**EXTRAIT FOURNI:**
━━━━━━

Son diplôme en travail social, sa revanche

Chaque après-midi, au retour de son époux, mécanicien dans une entreprise privée, Francine Moutou va s’occuper de son potager. Sans l’aide de ce dernier, elle n’y arriverait pas. Les vendredis, elle prépare les produits frais et les met en barquettes pour les vendre, devant sa porte pendant le week-end. « Un seul salaire, malgré l’Income Allowance de la MRA, ne suffit pas. Nous avons des crédits à payer, des enfants à notre charge et nous devons faire bouillir la marmite », explique Francine Moutou. Cette activité, elle l’avait démarrée en 2020 pendant le premier confinement. Ce qui devait être un tremplin vers l’autosuffisance est devenu une source économique.

« Il y a des efforts auxquels j’ai consenti pendant des années pour arriver là où j’étais avant la maladie. Depuis enfant, j’aimais lire, j’avais la tête constamment dans des livres. Je n’ai malheureusement pas pu faire des études. En 2015, quand j’ai décroché mon National Certificate Level 2 in Social Work Practice par le biais du Recognition of prior Learning, j’ai été extrêmement touchée quand la personne qui m’a remis mon diplôme m’a dit que j’étais la seule a m’être préparée sans aide pour parvenir à cela. Pour moi, ce précieux document était une revanche sur des études que je n’ai pu faire », confie encore Francine Moutou.

Et si elle ne se fait aucune illusion quant à un retour sur le terrain, néanmoins, elle souhaite ardemment que la toxicomanie, notamment la drogue synthétique, arrête d’étaler ses tentacules dans son quartier. Et que le niveau de l’école primaire au cœur même de la cité progresse en qualité.


25 ans de terrain – L’éducation, une mission jusqu’au bout

Jeune, Francine Moutou voulait devenir enseignante. Faute de concrétiser son rêve d’enfant, elle n’a pas réfléchi à deux fois quand elle a eu la proposition d’animer la classe de catéchèse pour les enfants qui fréquentent l’école primaire Révérend Espitalier-Noël vers la fin des années 1990. « Je me rapprochais de mon rêve », dit-elle. C’est en s’intéressant à la vie de ses élèves, en cherchant à comprendre les raisons de l’échec scolaire, qu’elle a fait ses premiers pas dans le travail social. Elle devient rapidement la présidente de l’association des parents d’élèves de l’école.

Francine Moutou facilitera ainsi la mise en place de projets sociaux par des organisations non-gouvernementales à Résidence Mangalkhan. En 2003, elle devient liaison officer dans le cadre de l’introduction de la Zone d’Education Prioritaire, et y reste jusqu’en 2008. Francine Moutou agit ensuite comme directrice par intérim de l’école complémentaire de Mangalkhan. Avant que l’ONG Lovebridge devient un projet national, elle avait rejoint l’organisme qui intervenait alors dans la région de La Brasserie. De coordinatrice sociale, elle passe à coordinatrice régionale pour le district des Plaines-Wilhems lorsque Lovebridge s’organise comme une entreprise sociale.

D’avoir donné aux plus démunis la chance de sortir de la précarité et donné le sourire à des enfants les plus nécessiteux ont été tout au long de son engagement, dit-elle, des moments intenses. « Deux de mes combats qui ont aussi compté pour moi resteront ma participation dans la plateforme pour la comptabilisation des langues orientales au Certificate of Primary Education sans injustice en 2004 et celle qui a milité contre l’abolition des subsides sur les frais d’examens de School Certificate et Higher School Certificate en 2007 », confie Francine Moutou.

━━━━━━

**ENTRÉES EXTRAITES:**
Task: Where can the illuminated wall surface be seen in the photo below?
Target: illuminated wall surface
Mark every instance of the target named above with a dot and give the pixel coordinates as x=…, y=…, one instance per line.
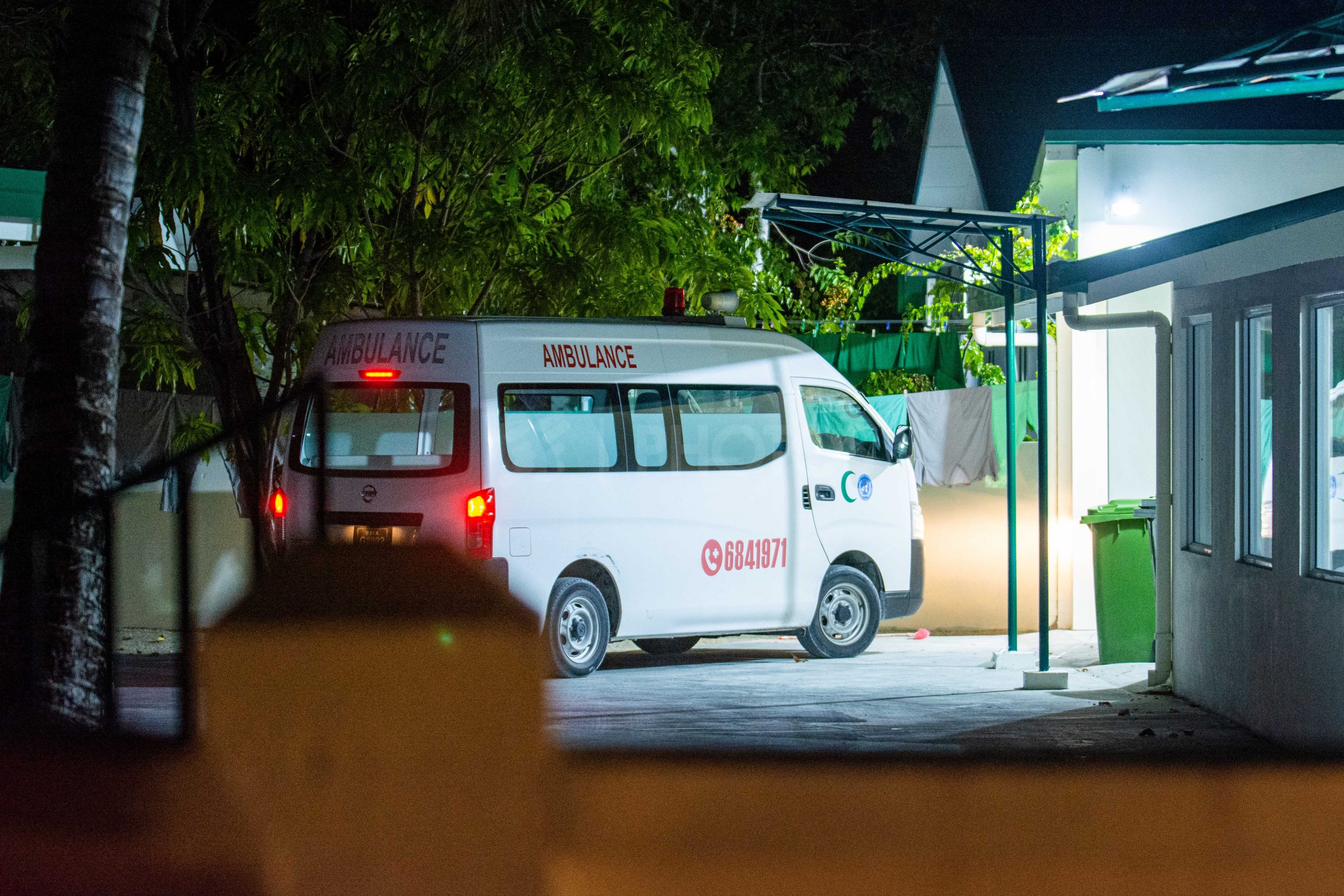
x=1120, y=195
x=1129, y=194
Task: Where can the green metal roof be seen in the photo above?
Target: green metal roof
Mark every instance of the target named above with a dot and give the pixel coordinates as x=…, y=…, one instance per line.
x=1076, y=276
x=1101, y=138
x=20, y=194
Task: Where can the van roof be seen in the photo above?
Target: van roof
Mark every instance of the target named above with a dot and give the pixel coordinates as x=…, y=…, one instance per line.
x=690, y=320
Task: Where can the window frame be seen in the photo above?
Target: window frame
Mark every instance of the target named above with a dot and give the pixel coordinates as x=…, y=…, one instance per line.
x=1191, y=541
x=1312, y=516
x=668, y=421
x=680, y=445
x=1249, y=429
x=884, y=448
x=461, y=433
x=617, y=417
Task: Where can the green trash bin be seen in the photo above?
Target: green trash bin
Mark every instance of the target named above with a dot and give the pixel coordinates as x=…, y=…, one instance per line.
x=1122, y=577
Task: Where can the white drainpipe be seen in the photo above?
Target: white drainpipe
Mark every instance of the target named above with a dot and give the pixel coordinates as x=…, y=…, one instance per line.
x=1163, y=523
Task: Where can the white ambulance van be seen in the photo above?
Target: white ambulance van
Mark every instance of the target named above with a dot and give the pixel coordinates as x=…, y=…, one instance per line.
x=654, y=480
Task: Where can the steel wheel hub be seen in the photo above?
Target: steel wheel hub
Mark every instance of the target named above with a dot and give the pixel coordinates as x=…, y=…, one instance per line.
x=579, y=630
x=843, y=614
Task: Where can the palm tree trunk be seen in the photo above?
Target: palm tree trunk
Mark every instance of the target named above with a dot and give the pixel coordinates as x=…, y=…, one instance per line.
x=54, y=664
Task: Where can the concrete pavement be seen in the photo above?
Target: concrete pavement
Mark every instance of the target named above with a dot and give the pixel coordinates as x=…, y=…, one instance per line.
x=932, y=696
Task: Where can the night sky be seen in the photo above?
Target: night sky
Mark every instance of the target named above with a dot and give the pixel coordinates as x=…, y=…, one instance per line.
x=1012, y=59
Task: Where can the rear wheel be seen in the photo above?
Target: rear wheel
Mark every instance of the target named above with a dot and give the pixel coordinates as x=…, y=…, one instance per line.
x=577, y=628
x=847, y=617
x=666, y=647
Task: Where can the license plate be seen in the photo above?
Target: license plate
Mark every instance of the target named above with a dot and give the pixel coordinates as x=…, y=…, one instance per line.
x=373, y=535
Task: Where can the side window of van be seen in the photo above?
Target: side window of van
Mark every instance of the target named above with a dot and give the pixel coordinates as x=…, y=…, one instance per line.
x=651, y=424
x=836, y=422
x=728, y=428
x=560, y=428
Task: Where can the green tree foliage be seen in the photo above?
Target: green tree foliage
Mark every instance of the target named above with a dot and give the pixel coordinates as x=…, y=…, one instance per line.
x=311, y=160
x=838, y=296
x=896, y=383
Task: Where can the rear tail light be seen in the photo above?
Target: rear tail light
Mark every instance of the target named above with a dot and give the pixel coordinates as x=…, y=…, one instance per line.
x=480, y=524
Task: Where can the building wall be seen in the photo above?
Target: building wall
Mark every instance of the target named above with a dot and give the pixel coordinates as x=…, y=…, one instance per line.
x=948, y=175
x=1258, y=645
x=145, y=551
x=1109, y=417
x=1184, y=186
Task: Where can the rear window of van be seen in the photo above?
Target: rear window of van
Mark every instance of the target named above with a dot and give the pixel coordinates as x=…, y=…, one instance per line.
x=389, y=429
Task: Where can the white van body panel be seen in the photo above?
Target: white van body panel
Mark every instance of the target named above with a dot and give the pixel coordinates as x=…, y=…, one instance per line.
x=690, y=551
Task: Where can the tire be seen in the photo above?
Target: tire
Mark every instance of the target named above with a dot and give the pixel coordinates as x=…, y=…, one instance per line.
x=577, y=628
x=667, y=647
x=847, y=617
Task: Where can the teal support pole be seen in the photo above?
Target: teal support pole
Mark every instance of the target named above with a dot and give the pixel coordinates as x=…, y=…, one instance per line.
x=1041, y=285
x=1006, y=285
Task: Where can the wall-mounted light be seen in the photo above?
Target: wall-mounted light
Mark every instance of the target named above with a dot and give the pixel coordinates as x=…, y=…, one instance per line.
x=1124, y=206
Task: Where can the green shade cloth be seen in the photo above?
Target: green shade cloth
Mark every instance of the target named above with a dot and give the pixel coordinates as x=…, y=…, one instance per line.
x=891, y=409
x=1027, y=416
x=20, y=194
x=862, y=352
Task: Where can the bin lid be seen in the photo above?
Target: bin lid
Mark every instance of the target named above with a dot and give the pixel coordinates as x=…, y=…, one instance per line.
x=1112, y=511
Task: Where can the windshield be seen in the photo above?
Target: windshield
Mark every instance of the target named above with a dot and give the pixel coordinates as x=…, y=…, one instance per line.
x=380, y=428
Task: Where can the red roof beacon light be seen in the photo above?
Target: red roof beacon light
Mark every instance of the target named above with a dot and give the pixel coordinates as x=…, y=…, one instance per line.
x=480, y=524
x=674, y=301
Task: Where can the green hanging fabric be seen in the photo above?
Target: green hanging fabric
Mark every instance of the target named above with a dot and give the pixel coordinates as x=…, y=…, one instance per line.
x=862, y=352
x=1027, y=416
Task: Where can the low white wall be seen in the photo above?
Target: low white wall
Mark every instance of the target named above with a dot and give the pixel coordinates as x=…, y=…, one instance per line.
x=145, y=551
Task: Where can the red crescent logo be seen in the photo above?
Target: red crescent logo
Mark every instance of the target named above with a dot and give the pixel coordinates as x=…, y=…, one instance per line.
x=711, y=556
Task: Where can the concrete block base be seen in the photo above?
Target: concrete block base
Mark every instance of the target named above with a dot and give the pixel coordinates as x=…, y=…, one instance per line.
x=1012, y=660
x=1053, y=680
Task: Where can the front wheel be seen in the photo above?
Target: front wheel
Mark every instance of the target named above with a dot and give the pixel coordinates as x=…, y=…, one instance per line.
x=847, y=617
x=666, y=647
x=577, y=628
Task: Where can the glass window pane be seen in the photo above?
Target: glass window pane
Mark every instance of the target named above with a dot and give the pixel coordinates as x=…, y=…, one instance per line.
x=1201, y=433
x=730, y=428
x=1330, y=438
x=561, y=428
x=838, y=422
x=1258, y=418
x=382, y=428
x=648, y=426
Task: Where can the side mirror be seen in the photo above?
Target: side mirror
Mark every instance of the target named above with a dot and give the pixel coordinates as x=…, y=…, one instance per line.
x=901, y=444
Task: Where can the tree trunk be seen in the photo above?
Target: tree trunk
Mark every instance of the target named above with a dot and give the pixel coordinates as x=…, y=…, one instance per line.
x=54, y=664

━━━━━━

**MARCHE À SUIVRE:** Recopiez l'extrait fourni entre « Son diplôme en » et « une source économique. », bornes incluses, en substituant « jardin » à « potager ».

**RÉPONSE ATTENDUE:**
Son diplôme en travail social, sa revanche

Chaque après-midi, au retour de son époux, mécanicien dans une entreprise privée, Francine Moutou va s’occuper de son jardin. Sans l’aide de ce dernier, elle n’y arriverait pas. Les vendredis, elle prépare les produits frais et les met en barquettes pour les vendre, devant sa porte pendant le week-end. « Un seul salaire, malgré l’Income Allowance de la MRA, ne suffit pas. Nous avons des crédits à payer, des enfants à notre charge et nous devons faire bouillir la marmite », explique Francine Moutou. Cette activité, elle l’avait démarrée en 2020 pendant le premier confinement. Ce qui devait être un tremplin vers l’autosuffisance est devenu une source économique.